# What the exercise asks:
Every line below needs to be returned exactly as written.

# Stored dataset items:
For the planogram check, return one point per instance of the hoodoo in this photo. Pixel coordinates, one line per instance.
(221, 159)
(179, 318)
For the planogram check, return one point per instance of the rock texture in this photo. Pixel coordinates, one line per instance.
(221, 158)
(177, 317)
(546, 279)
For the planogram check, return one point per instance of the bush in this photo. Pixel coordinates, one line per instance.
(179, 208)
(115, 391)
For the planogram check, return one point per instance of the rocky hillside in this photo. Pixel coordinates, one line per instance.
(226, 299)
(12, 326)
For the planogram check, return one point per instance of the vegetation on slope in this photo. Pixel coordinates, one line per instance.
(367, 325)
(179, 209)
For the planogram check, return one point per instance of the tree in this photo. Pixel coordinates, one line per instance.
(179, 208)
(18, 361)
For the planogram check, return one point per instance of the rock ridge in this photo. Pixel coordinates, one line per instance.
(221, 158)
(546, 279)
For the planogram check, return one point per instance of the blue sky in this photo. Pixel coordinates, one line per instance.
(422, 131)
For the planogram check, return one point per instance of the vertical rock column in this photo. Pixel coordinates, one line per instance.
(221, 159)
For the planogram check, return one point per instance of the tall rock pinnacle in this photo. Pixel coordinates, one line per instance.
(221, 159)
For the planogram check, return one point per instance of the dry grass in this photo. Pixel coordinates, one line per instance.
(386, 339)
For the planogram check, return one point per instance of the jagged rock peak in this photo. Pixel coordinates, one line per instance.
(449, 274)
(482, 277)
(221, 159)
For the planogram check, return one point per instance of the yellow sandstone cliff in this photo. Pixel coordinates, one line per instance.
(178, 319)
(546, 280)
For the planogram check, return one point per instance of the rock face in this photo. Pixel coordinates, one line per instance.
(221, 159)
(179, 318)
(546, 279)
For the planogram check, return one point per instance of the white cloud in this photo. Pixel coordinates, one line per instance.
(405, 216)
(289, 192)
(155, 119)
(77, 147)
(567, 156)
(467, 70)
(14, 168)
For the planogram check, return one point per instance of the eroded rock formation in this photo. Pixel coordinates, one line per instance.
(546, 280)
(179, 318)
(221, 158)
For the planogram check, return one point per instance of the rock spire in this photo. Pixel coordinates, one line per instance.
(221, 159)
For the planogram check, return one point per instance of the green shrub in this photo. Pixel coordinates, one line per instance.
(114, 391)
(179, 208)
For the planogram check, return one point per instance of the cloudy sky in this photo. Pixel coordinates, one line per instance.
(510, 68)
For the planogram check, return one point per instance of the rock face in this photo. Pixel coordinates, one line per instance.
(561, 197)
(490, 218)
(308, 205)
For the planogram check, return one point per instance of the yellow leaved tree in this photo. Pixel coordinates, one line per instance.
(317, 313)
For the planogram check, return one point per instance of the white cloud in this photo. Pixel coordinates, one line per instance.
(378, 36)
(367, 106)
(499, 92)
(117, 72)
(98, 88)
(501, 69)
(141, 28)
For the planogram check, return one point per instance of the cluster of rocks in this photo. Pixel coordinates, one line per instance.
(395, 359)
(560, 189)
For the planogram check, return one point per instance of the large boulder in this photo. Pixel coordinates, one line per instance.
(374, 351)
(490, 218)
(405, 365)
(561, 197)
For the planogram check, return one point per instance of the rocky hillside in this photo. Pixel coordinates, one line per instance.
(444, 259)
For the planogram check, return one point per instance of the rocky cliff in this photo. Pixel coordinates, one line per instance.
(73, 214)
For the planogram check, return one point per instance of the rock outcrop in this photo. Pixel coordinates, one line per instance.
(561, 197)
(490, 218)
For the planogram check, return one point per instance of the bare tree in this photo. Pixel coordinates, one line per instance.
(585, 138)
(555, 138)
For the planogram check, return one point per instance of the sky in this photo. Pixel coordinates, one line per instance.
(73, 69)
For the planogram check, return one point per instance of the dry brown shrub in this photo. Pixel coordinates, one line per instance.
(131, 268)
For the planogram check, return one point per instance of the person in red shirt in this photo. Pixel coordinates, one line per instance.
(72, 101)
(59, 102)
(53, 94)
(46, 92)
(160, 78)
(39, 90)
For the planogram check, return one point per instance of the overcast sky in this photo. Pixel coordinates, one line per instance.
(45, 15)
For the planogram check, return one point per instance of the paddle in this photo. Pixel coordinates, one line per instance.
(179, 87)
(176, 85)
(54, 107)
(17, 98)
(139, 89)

# Response below:
For the planogram check, return one point per instance of the hoodoo in this photo. Pixel coordinates, one line per instance.
(221, 159)
(179, 318)
For the planogram check, return one point per instance of the rock texture in this photo. Pixel coordinates, one line per instance.
(221, 158)
(177, 317)
(546, 279)
For the planogram check, return one point per instance of the bush in this photo. Pixel coordinates, one line per instance.
(179, 208)
(115, 391)
For the planogram check, return one point per instance of the rocky hillside in this photo. Pixel coordinates, one line per instance.
(226, 299)
(12, 326)
For the planogram check, return one point per instance of the vegetation on slope in this photo. Pixel coordinates, one line per instance.
(367, 325)
(179, 209)
For the planogram check, return one point per instance of the tree in this photo. Pixel coordinates, one line per instance.
(179, 208)
(18, 361)
For the planogram check, return one point per instance of the rock ridge in this photo. Pixel coordinates, one line per instance.
(221, 158)
(546, 279)
For the planogram check, return one point per instance of the blue sky in this photo. Pixel coordinates, one line per instance.
(422, 131)
For the planogram check, return one point per instance of the vertical rock column in this photo. Pixel coordinates, one line per instance.
(221, 159)
For the planogram check, return one point per instance of the tall rock pinnacle in this photo. Pixel coordinates, one line per instance.
(221, 159)
For the planogram check, return one point per instance of the dry grass in this photo. Pixel coordinates, one line per instance.
(386, 339)
For the planogram check, return one point per instance of the jagged rock peak in this photo. Pixel coordinates, one line per instance.
(449, 274)
(482, 277)
(221, 159)
For the planogram check, return one point per instance of the yellow sandstone cliff in this photo. Pixel coordinates, one line per instance.
(178, 319)
(546, 280)
For the planogram check, return one point per instance of the rock face in this photo. Pixel coordinates, one line per instance.
(221, 159)
(179, 318)
(546, 279)
For the planogram check, return one point per instance of the white cloud in this photo. Pixel coordinates, one line per instance.
(405, 216)
(289, 192)
(155, 119)
(77, 147)
(567, 156)
(467, 70)
(14, 168)
For the planogram check, return one point per instance of the eroded rock formation in this photo. Pixel coordinates, one line per instance.
(546, 280)
(179, 318)
(221, 158)
For the planogram check, return one point per instance of the rock spire in this photo. Pixel coordinates, one line per instance.
(221, 159)
For the planogram check, return one point per instance of the green shrub in this photo. Pixel coordinates, one line per instance.
(114, 391)
(179, 208)
For the planogram check, return one point per instance of the cloudy sky in this photo. Pixel coordinates, one line per instance.
(510, 68)
For the planogram check, return one point per instance of the rock face in this photo. Pixel coordinates, one line per instance.
(561, 197)
(490, 218)
(308, 205)
For the planogram check, return one point per instance of the yellow leaved tree in this photo. Pixel coordinates, one line per instance.
(317, 313)
For the planogram check, return one point per instance of the white cloud in this photo. Pixel coordinates, one line per instance.
(378, 36)
(367, 106)
(499, 92)
(117, 72)
(98, 88)
(501, 69)
(141, 28)
For the planogram check, return one point per instance of the cluster of rocks in this photo. Pixel coordinates, one line per instance.
(395, 359)
(560, 189)
For the planogram check, return one point per instance of the large boulder in this photo. Pixel coordinates, one line per instance.
(374, 351)
(490, 218)
(405, 365)
(561, 197)
For the planogram check, return one point per instance of the rocky hillside in this photo. Pixel coordinates, one line per instance.
(444, 259)
For the planogram check, return one point per instance of the rocky cliff in this photo. Pixel coordinates, one line per instance.
(73, 214)
For the planogram check, return one point per instance of the rock outcrop in this photo. Pixel coordinates, one line per instance.
(561, 197)
(490, 218)
For the planogram check, return one point per instance of the bare tree in this photo. Pixel coordinates, one line per instance.
(585, 138)
(555, 138)
For the planogram check, return one point per instance of the sky in this photo. Pixel coordinates, one line per instance.
(73, 69)
For the planogram check, return one point per instance of the dry brown shrub in this photo. Pixel coordinates, one line per instance.
(131, 268)
For the planogram check, return one point per instance of the person in red shirt in this photo. Pixel coordinates, one line per instance.
(72, 101)
(59, 102)
(53, 94)
(46, 92)
(160, 78)
(39, 90)
For the planogram check, return one point per instance of the overcast sky in this photo. Pixel coordinates, one line per instance.
(45, 15)
For the planogram check, return one point per instance of the paddle in this photo. Pixel coordinates, one line per instance.
(179, 87)
(176, 85)
(54, 107)
(17, 98)
(139, 89)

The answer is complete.